>> Begin Task inputs
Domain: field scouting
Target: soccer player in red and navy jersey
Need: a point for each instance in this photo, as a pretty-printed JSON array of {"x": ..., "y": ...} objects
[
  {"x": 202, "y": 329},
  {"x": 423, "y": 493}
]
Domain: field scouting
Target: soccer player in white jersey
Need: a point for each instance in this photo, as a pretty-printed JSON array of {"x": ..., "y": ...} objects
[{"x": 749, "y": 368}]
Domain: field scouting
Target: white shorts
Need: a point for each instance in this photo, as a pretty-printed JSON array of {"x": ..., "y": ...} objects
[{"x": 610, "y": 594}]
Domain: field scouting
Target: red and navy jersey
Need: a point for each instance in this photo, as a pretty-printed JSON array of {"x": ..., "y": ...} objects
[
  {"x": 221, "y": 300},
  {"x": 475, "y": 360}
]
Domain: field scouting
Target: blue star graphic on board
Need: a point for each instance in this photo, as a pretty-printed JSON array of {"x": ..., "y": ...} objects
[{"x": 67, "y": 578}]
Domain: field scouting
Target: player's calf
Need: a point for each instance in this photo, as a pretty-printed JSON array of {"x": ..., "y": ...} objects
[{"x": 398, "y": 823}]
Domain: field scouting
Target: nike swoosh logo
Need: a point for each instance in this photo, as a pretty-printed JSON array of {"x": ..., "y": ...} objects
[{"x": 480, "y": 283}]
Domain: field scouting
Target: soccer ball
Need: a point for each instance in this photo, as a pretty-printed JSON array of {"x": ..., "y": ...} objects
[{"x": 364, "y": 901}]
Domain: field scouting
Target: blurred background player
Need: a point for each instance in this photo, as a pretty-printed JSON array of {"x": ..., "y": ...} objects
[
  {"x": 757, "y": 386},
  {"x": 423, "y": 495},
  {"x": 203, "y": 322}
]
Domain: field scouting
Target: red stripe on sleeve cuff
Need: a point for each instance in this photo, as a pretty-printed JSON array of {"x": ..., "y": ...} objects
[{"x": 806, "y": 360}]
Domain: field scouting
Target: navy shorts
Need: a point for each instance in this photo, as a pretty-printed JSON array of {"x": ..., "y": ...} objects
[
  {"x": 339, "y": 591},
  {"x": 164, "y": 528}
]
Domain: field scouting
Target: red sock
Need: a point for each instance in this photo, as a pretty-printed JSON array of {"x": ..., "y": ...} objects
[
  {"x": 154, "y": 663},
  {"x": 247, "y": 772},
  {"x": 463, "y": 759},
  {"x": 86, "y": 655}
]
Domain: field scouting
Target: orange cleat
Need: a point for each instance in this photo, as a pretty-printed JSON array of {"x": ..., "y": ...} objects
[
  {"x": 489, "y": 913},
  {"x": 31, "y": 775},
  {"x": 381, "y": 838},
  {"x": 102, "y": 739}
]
>> End Task inputs
Please count how many lines of the material above contain the string "white", with case counting, and give only the number.

## Solution to the problem
2